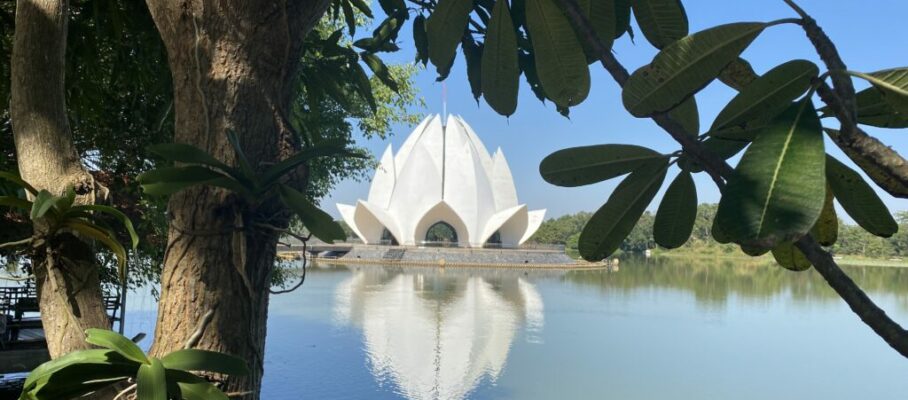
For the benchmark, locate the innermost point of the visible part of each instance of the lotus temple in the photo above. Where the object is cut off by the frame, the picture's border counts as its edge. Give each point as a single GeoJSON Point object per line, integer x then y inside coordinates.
{"type": "Point", "coordinates": [442, 193]}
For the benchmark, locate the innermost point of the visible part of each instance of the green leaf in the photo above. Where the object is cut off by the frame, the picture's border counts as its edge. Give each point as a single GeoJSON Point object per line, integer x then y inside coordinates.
{"type": "Point", "coordinates": [420, 41]}
{"type": "Point", "coordinates": [380, 70]}
{"type": "Point", "coordinates": [43, 203]}
{"type": "Point", "coordinates": [687, 115]}
{"type": "Point", "coordinates": [318, 222]}
{"type": "Point", "coordinates": [859, 200]}
{"type": "Point", "coordinates": [685, 66]}
{"type": "Point", "coordinates": [579, 166]}
{"type": "Point", "coordinates": [601, 15]}
{"type": "Point", "coordinates": [203, 360]}
{"type": "Point", "coordinates": [77, 373]}
{"type": "Point", "coordinates": [116, 342]}
{"type": "Point", "coordinates": [826, 230]}
{"type": "Point", "coordinates": [768, 95]}
{"type": "Point", "coordinates": [608, 227]}
{"type": "Point", "coordinates": [776, 193]}
{"type": "Point", "coordinates": [151, 381]}
{"type": "Point", "coordinates": [192, 387]}
{"type": "Point", "coordinates": [560, 61]}
{"type": "Point", "coordinates": [789, 257]}
{"type": "Point", "coordinates": [106, 238]}
{"type": "Point", "coordinates": [893, 84]}
{"type": "Point", "coordinates": [677, 212]}
{"type": "Point", "coordinates": [721, 148]}
{"type": "Point", "coordinates": [184, 153]}
{"type": "Point", "coordinates": [18, 181]}
{"type": "Point", "coordinates": [323, 149]}
{"type": "Point", "coordinates": [445, 28]}
{"type": "Point", "coordinates": [873, 110]}
{"type": "Point", "coordinates": [662, 21]}
{"type": "Point", "coordinates": [500, 71]}
{"type": "Point", "coordinates": [168, 180]}
{"type": "Point", "coordinates": [133, 236]}
{"type": "Point", "coordinates": [472, 53]}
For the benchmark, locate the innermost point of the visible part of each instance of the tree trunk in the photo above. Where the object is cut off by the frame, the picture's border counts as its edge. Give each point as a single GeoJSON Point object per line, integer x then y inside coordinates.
{"type": "Point", "coordinates": [69, 298]}
{"type": "Point", "coordinates": [232, 64]}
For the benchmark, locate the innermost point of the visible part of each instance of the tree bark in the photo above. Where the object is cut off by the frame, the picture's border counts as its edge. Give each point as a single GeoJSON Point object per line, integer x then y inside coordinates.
{"type": "Point", "coordinates": [232, 63]}
{"type": "Point", "coordinates": [69, 296]}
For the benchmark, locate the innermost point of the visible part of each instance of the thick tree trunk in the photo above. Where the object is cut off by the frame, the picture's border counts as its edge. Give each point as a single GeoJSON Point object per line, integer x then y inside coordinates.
{"type": "Point", "coordinates": [232, 64]}
{"type": "Point", "coordinates": [69, 298]}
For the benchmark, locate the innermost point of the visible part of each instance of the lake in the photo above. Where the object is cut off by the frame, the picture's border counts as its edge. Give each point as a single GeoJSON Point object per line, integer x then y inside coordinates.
{"type": "Point", "coordinates": [651, 330]}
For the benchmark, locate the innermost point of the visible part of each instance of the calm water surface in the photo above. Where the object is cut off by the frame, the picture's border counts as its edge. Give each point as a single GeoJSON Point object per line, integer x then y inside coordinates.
{"type": "Point", "coordinates": [679, 330]}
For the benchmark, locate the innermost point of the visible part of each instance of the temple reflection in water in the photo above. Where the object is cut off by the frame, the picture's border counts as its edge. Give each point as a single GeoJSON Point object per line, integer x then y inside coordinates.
{"type": "Point", "coordinates": [437, 335]}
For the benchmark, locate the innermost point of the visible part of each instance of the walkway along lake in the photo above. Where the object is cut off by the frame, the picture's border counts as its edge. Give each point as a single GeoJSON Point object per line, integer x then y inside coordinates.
{"type": "Point", "coordinates": [653, 330]}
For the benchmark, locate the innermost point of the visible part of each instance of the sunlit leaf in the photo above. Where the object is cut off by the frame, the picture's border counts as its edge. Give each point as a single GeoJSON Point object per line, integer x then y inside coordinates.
{"type": "Point", "coordinates": [662, 21]}
{"type": "Point", "coordinates": [579, 166]}
{"type": "Point", "coordinates": [677, 212]}
{"type": "Point", "coordinates": [776, 193]}
{"type": "Point", "coordinates": [685, 66]}
{"type": "Point", "coordinates": [151, 381]}
{"type": "Point", "coordinates": [608, 227]}
{"type": "Point", "coordinates": [444, 29]}
{"type": "Point", "coordinates": [560, 61]}
{"type": "Point", "coordinates": [768, 95]}
{"type": "Point", "coordinates": [500, 72]}
{"type": "Point", "coordinates": [859, 200]}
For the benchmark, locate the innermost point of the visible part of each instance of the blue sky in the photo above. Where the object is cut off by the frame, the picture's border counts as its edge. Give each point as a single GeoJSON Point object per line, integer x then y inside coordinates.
{"type": "Point", "coordinates": [870, 35]}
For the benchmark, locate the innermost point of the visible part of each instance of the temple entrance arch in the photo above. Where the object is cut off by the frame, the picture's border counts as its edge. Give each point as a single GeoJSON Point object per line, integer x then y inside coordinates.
{"type": "Point", "coordinates": [441, 233]}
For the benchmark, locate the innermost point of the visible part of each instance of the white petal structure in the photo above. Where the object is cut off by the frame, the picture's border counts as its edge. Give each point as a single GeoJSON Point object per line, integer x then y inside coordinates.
{"type": "Point", "coordinates": [442, 173]}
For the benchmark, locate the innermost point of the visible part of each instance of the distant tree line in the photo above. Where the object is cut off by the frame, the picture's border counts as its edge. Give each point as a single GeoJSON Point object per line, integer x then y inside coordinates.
{"type": "Point", "coordinates": [852, 240]}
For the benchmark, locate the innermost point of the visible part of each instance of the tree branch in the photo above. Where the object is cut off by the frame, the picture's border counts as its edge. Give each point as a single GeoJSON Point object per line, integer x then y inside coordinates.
{"type": "Point", "coordinates": [891, 170]}
{"type": "Point", "coordinates": [718, 169]}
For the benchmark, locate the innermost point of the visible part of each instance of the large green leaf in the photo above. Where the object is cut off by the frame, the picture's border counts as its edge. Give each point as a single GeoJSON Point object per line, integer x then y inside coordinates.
{"type": "Point", "coordinates": [168, 180]}
{"type": "Point", "coordinates": [826, 230]}
{"type": "Point", "coordinates": [776, 193]}
{"type": "Point", "coordinates": [77, 373]}
{"type": "Point", "coordinates": [500, 72]}
{"type": "Point", "coordinates": [685, 66]}
{"type": "Point", "coordinates": [579, 166]}
{"type": "Point", "coordinates": [444, 29]}
{"type": "Point", "coordinates": [859, 200]}
{"type": "Point", "coordinates": [116, 342]}
{"type": "Point", "coordinates": [677, 212]}
{"type": "Point", "coordinates": [768, 95]}
{"type": "Point", "coordinates": [662, 21]}
{"type": "Point", "coordinates": [318, 222]}
{"type": "Point", "coordinates": [893, 83]}
{"type": "Point", "coordinates": [873, 110]}
{"type": "Point", "coordinates": [151, 381]}
{"type": "Point", "coordinates": [601, 15]}
{"type": "Point", "coordinates": [203, 360]}
{"type": "Point", "coordinates": [608, 227]}
{"type": "Point", "coordinates": [560, 61]}
{"type": "Point", "coordinates": [127, 223]}
{"type": "Point", "coordinates": [789, 257]}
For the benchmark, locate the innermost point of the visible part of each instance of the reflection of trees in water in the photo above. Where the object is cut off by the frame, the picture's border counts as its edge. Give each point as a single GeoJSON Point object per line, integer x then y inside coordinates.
{"type": "Point", "coordinates": [712, 282]}
{"type": "Point", "coordinates": [437, 334]}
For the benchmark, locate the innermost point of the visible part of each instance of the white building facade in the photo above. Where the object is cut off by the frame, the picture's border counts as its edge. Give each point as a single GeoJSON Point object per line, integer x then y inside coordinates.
{"type": "Point", "coordinates": [442, 174]}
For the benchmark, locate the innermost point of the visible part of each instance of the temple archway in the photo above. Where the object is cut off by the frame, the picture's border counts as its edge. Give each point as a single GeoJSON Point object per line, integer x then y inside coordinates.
{"type": "Point", "coordinates": [441, 233]}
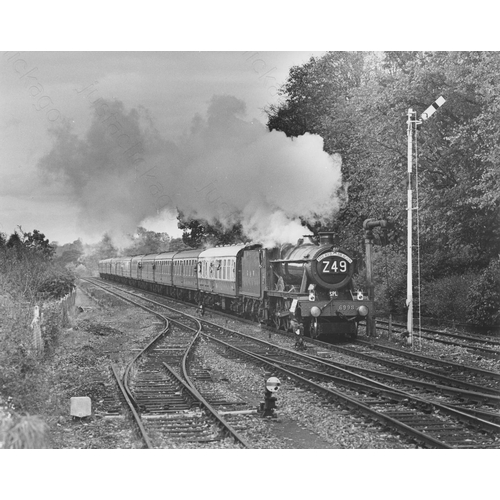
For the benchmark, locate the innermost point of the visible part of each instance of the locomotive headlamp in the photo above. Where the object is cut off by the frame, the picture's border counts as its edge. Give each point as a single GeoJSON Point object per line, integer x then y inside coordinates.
{"type": "Point", "coordinates": [363, 310]}
{"type": "Point", "coordinates": [316, 311]}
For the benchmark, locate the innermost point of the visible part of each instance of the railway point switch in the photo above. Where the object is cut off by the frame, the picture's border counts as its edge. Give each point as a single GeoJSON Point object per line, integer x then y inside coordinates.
{"type": "Point", "coordinates": [81, 407]}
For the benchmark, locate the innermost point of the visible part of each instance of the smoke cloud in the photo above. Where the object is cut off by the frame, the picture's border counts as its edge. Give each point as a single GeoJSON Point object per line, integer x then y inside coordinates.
{"type": "Point", "coordinates": [122, 171]}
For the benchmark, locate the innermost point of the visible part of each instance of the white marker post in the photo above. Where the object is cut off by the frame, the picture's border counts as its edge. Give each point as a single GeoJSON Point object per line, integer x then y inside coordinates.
{"type": "Point", "coordinates": [412, 122]}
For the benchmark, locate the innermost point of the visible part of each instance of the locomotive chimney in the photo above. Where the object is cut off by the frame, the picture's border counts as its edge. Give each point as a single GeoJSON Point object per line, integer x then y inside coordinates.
{"type": "Point", "coordinates": [327, 238]}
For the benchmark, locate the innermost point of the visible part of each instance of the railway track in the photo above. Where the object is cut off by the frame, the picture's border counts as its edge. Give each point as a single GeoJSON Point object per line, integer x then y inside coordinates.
{"type": "Point", "coordinates": [167, 409]}
{"type": "Point", "coordinates": [430, 422]}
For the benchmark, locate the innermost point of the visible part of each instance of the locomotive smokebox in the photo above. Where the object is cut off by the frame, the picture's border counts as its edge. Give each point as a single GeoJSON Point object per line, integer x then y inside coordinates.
{"type": "Point", "coordinates": [327, 238]}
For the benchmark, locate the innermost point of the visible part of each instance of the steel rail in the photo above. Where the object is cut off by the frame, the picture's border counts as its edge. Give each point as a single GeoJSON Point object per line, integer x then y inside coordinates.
{"type": "Point", "coordinates": [188, 383]}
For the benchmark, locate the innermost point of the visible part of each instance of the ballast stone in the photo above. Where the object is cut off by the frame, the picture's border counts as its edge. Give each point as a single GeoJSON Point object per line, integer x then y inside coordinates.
{"type": "Point", "coordinates": [81, 407]}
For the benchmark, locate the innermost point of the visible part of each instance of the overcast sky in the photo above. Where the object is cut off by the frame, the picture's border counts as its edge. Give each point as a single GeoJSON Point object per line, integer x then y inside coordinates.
{"type": "Point", "coordinates": [40, 90]}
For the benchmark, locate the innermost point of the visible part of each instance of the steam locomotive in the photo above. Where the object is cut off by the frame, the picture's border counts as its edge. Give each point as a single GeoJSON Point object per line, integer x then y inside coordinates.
{"type": "Point", "coordinates": [307, 284]}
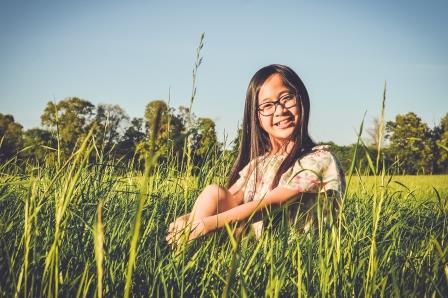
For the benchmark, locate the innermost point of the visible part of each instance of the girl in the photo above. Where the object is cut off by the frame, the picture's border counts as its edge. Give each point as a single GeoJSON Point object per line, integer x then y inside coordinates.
{"type": "Point", "coordinates": [277, 159]}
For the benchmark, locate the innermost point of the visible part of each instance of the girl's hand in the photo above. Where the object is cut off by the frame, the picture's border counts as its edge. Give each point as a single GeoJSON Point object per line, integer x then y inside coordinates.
{"type": "Point", "coordinates": [197, 229]}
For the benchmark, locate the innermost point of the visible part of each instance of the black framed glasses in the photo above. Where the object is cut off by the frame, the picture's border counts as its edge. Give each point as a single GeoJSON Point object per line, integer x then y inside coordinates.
{"type": "Point", "coordinates": [268, 108]}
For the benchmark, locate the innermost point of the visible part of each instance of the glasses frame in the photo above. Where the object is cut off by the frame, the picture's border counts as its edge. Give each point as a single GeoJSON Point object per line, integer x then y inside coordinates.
{"type": "Point", "coordinates": [277, 103]}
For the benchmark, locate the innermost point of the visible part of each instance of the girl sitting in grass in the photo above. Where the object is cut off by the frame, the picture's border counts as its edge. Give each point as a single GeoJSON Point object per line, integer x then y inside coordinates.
{"type": "Point", "coordinates": [277, 161]}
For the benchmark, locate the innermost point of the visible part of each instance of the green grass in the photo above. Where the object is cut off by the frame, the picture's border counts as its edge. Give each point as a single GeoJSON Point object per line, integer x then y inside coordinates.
{"type": "Point", "coordinates": [68, 231]}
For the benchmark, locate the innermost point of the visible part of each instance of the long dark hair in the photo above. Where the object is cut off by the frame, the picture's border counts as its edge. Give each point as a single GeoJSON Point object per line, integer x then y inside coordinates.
{"type": "Point", "coordinates": [255, 141]}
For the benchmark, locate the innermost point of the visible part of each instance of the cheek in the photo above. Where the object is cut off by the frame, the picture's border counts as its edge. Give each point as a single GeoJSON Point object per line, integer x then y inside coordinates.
{"type": "Point", "coordinates": [264, 123]}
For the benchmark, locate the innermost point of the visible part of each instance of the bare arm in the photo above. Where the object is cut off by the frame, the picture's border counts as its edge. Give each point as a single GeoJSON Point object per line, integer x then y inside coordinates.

----------

### What to work on
Give back the lines of the listing from the one with "of the glasses" through the end, both included, exactly as written and with nothing added.

### Task output
For the benchmark, locate the innermost point of the visible part of each instance of the glasses frame in the photo above. Where the object is cut off by the frame, the picture's border counts as its edge. Give each point as a single GeoJSON Point object per line, integer x then y inside coordinates.
{"type": "Point", "coordinates": [277, 103]}
For the benchmark, locate the innermost point of the visible part of each instance of the girl sitting in grass in the photo above. Where the object is cut off by the frame, the picture's border counts as its edge. Give each point as a single GeoJSON Point object per line, integer x then y inside coordinates.
{"type": "Point", "coordinates": [277, 161]}
For the benchmark, locate the innermost point of the visible part of each instance of the green grass in the photo above. Where the object is cut off by the frame, the picture's border counts as its edge. Give each point as a single GeoJSON Point object per line, integer x then y inside coordinates.
{"type": "Point", "coordinates": [68, 231]}
For the benchmark, locate the innermost point of the visible part of each instance of the long dark hair in the photo above. Where the object is cut off by the frame, the picture's border counts as its edge. Give each point as a single GeoJSON Point object per line, integer x then y inside coordinates.
{"type": "Point", "coordinates": [255, 141]}
For the benchmark, locate the innermost point of the visible part of each instance of the cheek in the photo above. Where the object is cut off by the frame, the picture's border counts as its edge. Give each point as a single GeoJSON Point object per line, integer x then y inside coordinates.
{"type": "Point", "coordinates": [264, 123]}
For the benchmark, locate the innermost point of the visible part of each instance of the bare arm in the photo above. Where the object is cut off by the frame, the picture's border counts as its edge. Give each point as a single GeoJSON Point object per line, integer x then y inside coordinates.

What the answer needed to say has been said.